_Excerpt:_
Thus we went on till ten o'clock—laughter, talking, speechifying, the neighborhood stirred (the food in courses, soup leading)—children and others collected out of doors. In the end I leaned over to W. (others had suggested it, too) and insisted that he should go. "I guess I had better—though this thing might tempt me all night." Rising then—Warren assisting—and all in accord getting on their feet—W. then feebly (led) towards the door—shaking hands with the gathered friends—said to me, "Ain't it funny, Horace, I came down for ten minutes and here I believe I have stayed an hour." "You have stayed four hours, Walt." "Is it so? What a garrulity! What a garrulity!" Met Longaker in hallway and said with simple unaffectedness, "Why, here you are, Longaker—glad to see you—and why didn't you say something? And Doctor, I had a partial—very slight—bowel reprisement today." Longaker said, "I will make my little speech to you tomorrow." Kissed Bertha Johnston and Anne in the hallway—greeted all who clustered about him—very slow and weary on his feet—at stairway could not lift his left leg from step to step—I attending (Warren leading) all the way up and I lifting the leg from step to step. W. was not greatly disturbed—when at last in his room simply dropping (seated) on his bed—painfully—saying, "Consuelo is here—not death yet!"—and dropped his nose to the flowers on his coat. There I left him, kissing him good night. [See Appendix II, page 591 for Traubel's text of Whitman's birthday dinner.]

     Everybody felicitating himself and others on the success of the night. Tom Donaldson brings some whiskey over for W. Bush sleeps at Harned's, Bucke with me.

_Instruction A:_ In the dinner account, why did the narrator lift W.'s leg on the stairway? Answer in one to three sentences.
_Instruction B:_ Set down the part of the dinner account that opens with the words containing "Everybody felicitating himself" and closes with "Bucke with me.", copying it word for word.
You won't need the records for any of this.

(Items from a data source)
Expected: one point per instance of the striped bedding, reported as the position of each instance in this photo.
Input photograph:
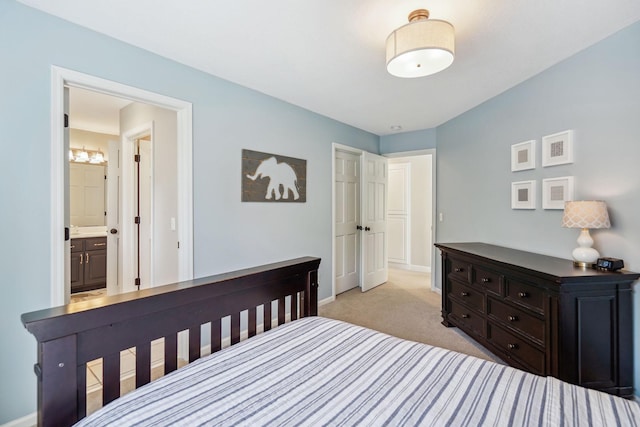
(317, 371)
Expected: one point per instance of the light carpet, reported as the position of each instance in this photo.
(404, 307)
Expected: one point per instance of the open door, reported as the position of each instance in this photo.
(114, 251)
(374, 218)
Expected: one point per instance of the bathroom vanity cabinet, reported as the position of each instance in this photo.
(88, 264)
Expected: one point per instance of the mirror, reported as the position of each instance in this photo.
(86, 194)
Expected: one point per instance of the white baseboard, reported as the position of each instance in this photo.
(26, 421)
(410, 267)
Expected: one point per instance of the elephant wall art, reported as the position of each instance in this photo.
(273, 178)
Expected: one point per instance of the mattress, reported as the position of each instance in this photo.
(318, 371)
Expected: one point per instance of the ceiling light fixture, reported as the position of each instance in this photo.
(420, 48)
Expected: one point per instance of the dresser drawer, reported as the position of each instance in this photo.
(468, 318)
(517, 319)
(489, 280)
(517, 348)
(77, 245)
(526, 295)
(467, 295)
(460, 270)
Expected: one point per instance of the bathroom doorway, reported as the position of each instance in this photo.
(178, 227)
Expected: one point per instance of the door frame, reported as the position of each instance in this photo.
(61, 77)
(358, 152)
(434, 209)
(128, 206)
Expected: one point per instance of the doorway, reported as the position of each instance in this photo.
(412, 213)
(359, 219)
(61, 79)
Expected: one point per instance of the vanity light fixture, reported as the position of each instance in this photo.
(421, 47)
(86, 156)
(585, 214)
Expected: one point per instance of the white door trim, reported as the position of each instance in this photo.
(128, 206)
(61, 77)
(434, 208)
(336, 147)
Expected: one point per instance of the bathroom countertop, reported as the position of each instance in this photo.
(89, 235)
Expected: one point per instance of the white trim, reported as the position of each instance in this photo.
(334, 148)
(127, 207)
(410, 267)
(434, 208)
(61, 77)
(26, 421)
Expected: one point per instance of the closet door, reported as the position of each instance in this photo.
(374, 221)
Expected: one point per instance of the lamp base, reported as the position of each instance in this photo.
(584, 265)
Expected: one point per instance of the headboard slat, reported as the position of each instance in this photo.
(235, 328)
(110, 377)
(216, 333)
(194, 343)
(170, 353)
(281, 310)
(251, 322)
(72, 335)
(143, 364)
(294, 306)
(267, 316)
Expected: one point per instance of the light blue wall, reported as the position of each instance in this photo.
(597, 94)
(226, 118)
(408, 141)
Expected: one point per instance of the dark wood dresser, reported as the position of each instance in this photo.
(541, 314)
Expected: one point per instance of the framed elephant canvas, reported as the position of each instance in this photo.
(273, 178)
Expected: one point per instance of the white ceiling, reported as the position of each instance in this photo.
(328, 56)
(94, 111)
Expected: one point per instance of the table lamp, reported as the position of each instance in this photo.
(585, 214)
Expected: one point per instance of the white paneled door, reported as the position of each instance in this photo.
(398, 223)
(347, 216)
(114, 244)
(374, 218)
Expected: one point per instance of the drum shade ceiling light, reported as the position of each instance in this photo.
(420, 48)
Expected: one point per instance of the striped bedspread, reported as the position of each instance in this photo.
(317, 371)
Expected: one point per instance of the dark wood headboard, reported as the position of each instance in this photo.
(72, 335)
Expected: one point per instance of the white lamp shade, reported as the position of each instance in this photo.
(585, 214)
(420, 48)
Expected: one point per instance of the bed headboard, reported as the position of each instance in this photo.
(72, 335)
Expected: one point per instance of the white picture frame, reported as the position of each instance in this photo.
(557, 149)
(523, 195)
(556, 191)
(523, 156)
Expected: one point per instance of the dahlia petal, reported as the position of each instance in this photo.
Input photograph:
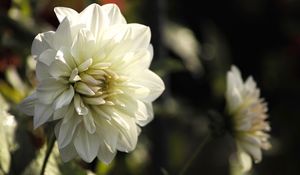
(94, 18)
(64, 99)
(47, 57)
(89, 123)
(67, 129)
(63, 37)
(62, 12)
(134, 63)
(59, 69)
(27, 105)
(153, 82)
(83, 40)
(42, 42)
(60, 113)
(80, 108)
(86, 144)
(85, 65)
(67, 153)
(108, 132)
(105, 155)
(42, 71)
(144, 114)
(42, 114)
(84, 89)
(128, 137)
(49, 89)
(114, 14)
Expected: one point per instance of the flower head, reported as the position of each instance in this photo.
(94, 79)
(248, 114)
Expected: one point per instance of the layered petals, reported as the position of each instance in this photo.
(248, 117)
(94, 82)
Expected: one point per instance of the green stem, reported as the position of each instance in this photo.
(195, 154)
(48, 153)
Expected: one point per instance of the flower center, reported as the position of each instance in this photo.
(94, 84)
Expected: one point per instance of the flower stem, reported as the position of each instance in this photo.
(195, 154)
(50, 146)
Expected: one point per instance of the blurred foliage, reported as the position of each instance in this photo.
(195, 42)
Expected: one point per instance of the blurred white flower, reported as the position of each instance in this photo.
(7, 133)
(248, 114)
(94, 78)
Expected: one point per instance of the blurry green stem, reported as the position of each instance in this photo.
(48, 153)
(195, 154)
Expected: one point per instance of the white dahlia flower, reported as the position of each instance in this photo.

_Task solution A:_ At the stairway, W. could not lift his left leg from step to step. He was very slow and weary on his feet, so the narrator lifted the leg for him all the way up.

_Task solution B:_
Everybody felicitating himself and others on the success of the night. Tom Donaldson brings some whiskey over for W. Bush sleeps at Harned's, Bucke with me.